• _WRITTEN INSTRUCTION 1_:
Reproduce the stretch of the records from the line containing "Target: garage light" through the line containing "153 256 L 152", and omit any picture from your reply.

• _TEXT EXTRACT_:

---*---

# BBQ comp Chicago burbs anyone interested in signing up????



## firebbq (Jun 22, 2012)

they have a event in lisle il at a BBQ/fireplace store, they need people to sign up or the event will be canceled!!! I signed up today hope some others can help make this event possible, good prizes and Chris marks will be there!

Give them a call at 630-969-8800 

Tell them Scotty sent you!!!


----------



## zimq (Jun 22, 2012)

Are there any costs? Got any more details on the event? Its not sanctioned is it?

Sent from my VS910 4G using Tapatalk 2


----------



## firebbq (Jun 23, 2012)

Fireplace and Chimney
Authority BBQ CONTEST

DATE: SUNDAY JULY 15th
20 Teams Needed
HOSTED BY CHRIS MARKS

Awards are Cash Prizes and GoodOne Smoker

Place of Competition:
Fireplace & Chimney II
1702 Ogden Ave
Lisle, IL 60532
630-969-8800


----------



## firebbq (Jun 23, 2012)

I found that on there Facebook page here is the link....
http://www.facebook.com/pages/Fireplace-Chimney-Authority/118782061494101


----------



## firebbq (Jun 26, 2012)

Anyone from the area sign up?


----------



## berninga87 (Jun 29, 2012)

This sounds like fun, I've never done a competition before. I'm having trouble finding more info on this, what categories will there be? and is it sanctioned?


----------



## berninga87 (Jul 6, 2012)

Firebbq, I emailed the place about the comp, and they had to cancel, but will let me know if they reschedule. If you're still interested


----------



## dewetha (Jul 6, 2012)

too bad it didn't get rolling. i need to taste some good BBQ! there was a fest in oak forest. a caterer was their called "EUR pig" best pulled pork i have to date! I need more!


----------

---*---

• _WRITTEN INSTRUCTION 2_:
In the forum thread, rewrite the stretch from "## berninga87 (Jun" through "is it sanctioned?", putting "contest" wherever "competition" appears.

---*---

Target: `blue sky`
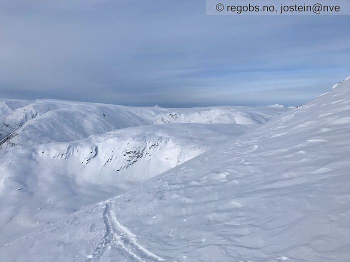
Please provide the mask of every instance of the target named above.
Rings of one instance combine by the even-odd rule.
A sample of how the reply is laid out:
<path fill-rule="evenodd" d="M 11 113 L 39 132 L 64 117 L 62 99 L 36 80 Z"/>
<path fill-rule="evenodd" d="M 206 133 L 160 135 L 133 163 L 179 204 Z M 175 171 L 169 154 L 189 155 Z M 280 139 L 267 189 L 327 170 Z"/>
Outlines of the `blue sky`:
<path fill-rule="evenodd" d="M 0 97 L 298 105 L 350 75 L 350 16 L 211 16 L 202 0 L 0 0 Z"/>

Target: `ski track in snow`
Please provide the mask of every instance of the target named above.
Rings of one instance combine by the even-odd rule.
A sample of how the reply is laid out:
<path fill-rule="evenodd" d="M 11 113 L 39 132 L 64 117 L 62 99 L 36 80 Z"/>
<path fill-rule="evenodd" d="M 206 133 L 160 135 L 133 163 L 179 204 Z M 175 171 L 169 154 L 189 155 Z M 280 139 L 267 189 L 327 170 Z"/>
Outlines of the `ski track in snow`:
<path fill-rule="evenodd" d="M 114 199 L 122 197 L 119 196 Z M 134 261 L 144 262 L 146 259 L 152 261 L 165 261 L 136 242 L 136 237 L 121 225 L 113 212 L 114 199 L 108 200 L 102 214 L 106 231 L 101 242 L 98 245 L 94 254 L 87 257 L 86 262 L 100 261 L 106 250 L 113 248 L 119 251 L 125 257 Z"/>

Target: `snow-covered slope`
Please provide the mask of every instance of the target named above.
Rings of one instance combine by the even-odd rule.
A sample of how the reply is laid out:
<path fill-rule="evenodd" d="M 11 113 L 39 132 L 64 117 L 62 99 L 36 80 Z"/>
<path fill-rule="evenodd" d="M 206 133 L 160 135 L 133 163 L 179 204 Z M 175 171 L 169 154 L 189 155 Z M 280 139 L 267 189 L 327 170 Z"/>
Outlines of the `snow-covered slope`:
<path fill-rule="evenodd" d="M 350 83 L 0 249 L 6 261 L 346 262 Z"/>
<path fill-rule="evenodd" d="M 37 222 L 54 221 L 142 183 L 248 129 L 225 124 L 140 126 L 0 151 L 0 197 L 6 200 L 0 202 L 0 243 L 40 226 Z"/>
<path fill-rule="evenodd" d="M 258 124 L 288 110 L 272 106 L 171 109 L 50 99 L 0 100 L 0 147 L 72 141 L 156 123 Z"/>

---*---

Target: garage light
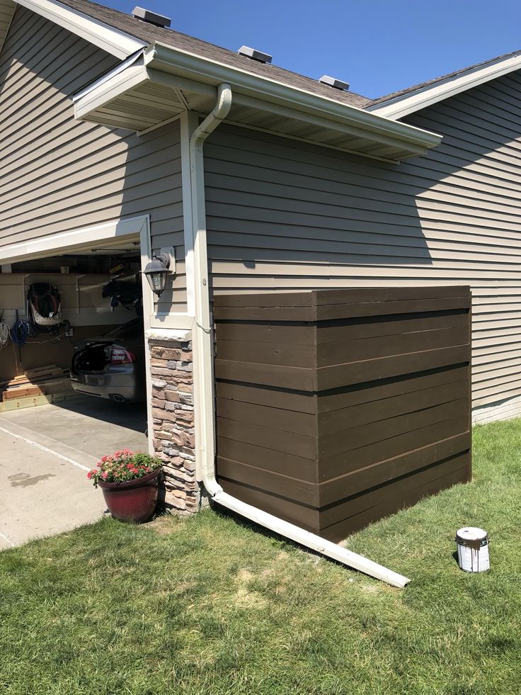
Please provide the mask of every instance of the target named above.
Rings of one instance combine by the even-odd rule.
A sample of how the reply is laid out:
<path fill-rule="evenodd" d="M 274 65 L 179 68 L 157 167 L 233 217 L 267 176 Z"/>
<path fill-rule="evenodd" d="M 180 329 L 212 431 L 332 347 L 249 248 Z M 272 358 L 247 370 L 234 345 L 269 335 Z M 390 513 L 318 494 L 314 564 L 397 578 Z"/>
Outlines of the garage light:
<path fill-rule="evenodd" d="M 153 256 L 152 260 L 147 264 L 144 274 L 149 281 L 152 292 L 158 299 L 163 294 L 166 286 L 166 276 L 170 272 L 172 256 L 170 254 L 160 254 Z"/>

---*---

• _WORKED SOLUTION 1_:
Target: garage light
Please provide the mask of every instance of the target named above.
Rings of one instance combine by the even-odd rule.
A sample of how the reply is laid out:
<path fill-rule="evenodd" d="M 274 65 L 179 68 L 157 167 L 233 217 L 267 176 Z"/>
<path fill-rule="evenodd" d="M 180 329 L 212 431 L 332 347 L 249 248 Z M 272 358 L 247 370 L 234 345 L 269 335 Z M 390 513 L 318 494 L 314 564 L 397 578 Z"/>
Outlines of the garage light:
<path fill-rule="evenodd" d="M 153 256 L 152 260 L 147 264 L 144 274 L 149 281 L 152 292 L 158 299 L 163 294 L 166 286 L 166 276 L 170 272 L 172 256 L 170 254 L 160 254 Z"/>

• _WORKED SOLUTION 2_:
## berninga87 (Jun 29, 2012)

This sounds like fun, I've never done a contest before. I'm having trouble finding more info on this, what categories will there be? and is it sanctioned?